Excerpt:
Here, we are providing a name for our container my-container. The blueprint containing the dependencies, variables, and install instructions are sourced from the Docker Image, in this case my-image.

A Docker container becomes a container when it goes from Image ---> Container.

Docker Repository (DockerHub)

Remember this from above FROM python:3.11?

These are Docker Images too. Most of the time we build Docker Images off of pre-existing Docker Images. These pre-existing Docker Images contain the runtime environments, such as Ubuntu, Alpine Linux, and more.

Instead of having to write an entire Docker Image our baseline runtime (or operating system) environment, we can source from pre-existing ones.

We pull these pre-existing Docker Images through a repository, a centralized location where we can upload, share, and pull other Docker Images.

Docker has built their own repository called DockerHub to just this.

By default, when you add some like FROM, so FROM python:3.11, Docker is reaching out to DockerHub's official repository that has this Docker Image.

To-Do: Add docker Group to sudo

Open [project-x-corp-svr], navigate to a new terminal session.

Create a new docker group.

Dataset entries:
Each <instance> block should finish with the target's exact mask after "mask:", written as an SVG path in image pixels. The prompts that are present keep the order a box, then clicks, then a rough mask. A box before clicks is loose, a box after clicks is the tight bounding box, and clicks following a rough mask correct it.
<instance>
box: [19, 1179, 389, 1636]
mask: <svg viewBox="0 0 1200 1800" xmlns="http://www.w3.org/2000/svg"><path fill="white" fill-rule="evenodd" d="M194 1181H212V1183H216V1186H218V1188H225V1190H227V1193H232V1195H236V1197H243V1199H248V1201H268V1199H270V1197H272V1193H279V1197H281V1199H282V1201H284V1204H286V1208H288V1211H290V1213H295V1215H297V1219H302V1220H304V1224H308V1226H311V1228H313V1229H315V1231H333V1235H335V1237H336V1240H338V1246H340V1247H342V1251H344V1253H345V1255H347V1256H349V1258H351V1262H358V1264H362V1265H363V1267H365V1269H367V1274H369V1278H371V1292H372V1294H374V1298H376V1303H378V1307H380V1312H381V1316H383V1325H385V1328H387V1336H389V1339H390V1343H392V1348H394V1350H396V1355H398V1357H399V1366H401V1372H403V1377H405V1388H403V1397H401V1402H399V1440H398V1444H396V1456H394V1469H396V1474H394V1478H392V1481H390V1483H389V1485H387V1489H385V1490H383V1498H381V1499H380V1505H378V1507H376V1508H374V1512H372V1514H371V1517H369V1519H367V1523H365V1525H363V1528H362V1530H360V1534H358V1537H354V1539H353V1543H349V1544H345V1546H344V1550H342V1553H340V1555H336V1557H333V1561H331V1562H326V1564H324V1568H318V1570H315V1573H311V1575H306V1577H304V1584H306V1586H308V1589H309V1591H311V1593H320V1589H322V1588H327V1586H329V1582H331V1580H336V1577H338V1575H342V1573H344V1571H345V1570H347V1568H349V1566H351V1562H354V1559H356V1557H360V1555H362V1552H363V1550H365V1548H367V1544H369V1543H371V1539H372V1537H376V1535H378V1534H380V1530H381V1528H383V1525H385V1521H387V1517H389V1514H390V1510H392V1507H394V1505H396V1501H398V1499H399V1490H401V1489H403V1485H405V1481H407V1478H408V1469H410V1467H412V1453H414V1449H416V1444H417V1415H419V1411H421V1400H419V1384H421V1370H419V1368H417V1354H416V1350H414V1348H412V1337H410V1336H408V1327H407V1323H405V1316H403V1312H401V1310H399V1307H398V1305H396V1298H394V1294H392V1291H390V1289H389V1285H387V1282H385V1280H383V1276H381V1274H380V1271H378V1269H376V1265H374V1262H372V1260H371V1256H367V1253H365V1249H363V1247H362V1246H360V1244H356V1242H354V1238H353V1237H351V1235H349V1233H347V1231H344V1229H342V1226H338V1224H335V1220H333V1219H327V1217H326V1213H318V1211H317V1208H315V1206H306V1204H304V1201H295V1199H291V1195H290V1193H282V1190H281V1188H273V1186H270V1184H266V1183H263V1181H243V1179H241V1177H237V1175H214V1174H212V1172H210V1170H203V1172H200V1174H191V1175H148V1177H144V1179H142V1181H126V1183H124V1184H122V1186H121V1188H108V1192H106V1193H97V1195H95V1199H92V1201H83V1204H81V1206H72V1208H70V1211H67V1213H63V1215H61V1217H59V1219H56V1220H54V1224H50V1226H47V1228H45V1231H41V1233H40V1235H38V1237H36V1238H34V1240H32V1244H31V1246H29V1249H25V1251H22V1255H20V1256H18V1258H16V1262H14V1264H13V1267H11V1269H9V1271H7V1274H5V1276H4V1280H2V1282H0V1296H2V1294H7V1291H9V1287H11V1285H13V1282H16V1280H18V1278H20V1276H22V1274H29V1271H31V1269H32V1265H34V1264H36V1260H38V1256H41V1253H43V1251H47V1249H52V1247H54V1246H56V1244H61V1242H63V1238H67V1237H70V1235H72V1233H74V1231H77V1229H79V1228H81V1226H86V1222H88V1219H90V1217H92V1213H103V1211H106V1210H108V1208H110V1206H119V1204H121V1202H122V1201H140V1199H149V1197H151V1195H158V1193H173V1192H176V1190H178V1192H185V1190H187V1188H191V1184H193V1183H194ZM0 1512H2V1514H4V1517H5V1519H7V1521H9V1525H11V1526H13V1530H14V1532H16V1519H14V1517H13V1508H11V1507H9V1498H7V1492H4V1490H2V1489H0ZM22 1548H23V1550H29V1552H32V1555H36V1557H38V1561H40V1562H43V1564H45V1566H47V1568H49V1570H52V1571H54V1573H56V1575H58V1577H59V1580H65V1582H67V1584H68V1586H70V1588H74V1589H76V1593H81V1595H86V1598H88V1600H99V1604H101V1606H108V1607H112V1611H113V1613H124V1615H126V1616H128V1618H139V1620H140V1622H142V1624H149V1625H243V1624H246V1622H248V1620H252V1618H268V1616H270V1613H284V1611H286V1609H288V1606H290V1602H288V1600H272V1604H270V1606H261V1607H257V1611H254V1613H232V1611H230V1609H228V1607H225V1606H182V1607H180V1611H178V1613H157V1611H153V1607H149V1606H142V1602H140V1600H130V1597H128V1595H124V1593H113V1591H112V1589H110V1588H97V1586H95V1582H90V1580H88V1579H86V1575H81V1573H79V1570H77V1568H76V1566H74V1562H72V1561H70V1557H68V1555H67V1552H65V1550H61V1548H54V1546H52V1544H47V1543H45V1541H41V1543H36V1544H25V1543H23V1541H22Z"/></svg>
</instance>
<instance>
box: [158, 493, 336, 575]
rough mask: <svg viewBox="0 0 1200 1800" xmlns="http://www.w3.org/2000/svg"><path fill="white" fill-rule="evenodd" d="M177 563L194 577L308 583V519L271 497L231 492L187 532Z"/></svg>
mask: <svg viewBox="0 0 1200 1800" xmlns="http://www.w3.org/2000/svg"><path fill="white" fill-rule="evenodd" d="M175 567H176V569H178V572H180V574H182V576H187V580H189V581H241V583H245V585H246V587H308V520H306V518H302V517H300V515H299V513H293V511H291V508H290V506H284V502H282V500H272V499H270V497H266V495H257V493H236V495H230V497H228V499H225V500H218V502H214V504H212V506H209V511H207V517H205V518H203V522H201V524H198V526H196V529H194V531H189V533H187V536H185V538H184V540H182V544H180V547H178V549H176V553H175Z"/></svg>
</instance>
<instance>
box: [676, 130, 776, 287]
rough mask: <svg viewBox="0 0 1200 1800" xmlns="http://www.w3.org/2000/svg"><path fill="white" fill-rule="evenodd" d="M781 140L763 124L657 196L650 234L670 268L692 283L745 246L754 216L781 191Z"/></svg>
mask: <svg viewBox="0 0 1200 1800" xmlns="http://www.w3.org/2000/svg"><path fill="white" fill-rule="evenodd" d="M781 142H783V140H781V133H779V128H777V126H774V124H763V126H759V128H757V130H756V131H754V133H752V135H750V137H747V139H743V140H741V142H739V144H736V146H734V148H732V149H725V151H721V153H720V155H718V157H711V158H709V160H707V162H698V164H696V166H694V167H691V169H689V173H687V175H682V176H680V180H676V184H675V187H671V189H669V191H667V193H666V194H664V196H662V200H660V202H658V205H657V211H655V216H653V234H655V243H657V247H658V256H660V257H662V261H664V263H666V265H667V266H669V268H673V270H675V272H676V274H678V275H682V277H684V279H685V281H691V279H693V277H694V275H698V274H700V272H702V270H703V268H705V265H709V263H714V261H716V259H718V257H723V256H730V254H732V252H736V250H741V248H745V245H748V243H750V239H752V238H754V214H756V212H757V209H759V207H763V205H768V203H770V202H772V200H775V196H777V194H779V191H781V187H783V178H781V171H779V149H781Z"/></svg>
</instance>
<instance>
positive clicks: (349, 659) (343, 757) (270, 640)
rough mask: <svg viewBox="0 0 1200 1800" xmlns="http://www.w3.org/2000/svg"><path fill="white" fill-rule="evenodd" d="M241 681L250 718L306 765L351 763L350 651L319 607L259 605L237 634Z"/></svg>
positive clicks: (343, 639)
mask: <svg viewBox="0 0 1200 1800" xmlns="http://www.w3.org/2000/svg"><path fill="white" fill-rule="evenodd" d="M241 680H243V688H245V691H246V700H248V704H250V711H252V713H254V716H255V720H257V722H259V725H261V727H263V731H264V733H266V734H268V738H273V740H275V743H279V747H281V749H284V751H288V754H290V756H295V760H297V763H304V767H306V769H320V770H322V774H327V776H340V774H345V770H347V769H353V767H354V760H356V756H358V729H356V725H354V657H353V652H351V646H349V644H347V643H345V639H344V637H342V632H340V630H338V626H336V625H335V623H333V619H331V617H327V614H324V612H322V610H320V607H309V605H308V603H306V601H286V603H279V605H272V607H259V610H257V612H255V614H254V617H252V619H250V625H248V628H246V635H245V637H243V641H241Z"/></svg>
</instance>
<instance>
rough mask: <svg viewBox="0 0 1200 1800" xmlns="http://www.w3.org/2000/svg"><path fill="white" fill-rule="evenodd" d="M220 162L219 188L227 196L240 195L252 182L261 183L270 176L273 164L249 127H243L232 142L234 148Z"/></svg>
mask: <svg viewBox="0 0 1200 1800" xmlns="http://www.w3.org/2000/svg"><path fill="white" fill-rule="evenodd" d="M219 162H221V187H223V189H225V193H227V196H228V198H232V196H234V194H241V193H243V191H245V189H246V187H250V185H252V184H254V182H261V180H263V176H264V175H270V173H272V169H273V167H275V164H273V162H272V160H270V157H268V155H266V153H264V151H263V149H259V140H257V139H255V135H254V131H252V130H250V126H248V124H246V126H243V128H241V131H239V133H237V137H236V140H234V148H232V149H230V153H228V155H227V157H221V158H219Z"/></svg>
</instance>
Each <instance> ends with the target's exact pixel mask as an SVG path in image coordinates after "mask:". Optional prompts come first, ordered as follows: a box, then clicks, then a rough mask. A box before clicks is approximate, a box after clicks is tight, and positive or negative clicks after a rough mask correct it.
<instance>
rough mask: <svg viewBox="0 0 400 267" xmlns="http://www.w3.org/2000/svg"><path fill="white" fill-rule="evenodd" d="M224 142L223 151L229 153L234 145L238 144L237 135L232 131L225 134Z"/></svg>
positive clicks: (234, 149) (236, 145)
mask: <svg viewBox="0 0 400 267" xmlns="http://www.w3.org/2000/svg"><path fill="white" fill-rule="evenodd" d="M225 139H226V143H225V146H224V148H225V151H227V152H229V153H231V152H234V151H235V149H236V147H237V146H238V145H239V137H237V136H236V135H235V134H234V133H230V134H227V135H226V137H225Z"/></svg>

To do:
1) In the Docker tutorial, shorten the paragraph that begins "These are Docker Images too" and keep its main facts.
2) Write the next part of the Docker tutorial, picking up after its last line.

Per-task outputs:
1) Base images like python:3.11 are Docker Images too. Most new Docker Images are built on existing ones, which provide runtime environments such as Ubuntu and Alpine Linux.

2)
newgrp docker

Add the docker group to the user's sudo group.

sudo usermod -aG docker $USER

This will allow us to not have to type sudo docker every single time we want to interface with docker.

A Few Additional Commands

Here are a few additional (and helpful) commands we will use while we deploy and manage our containers.

  • docker ps: Show a list of running containers.
  • docker ps -a: Show a list of all containers, both running and stopped.
  • docker images: Show a list of all images. Every time we run the docker build ..., we are creating a new image.
  • docker exec -it my-container-name /bin/bash: This is how we can log into the container (exec -it). We can use the /bin/bash shell.
  • docker logs my-container: Show the logs of a running (or stopped) container.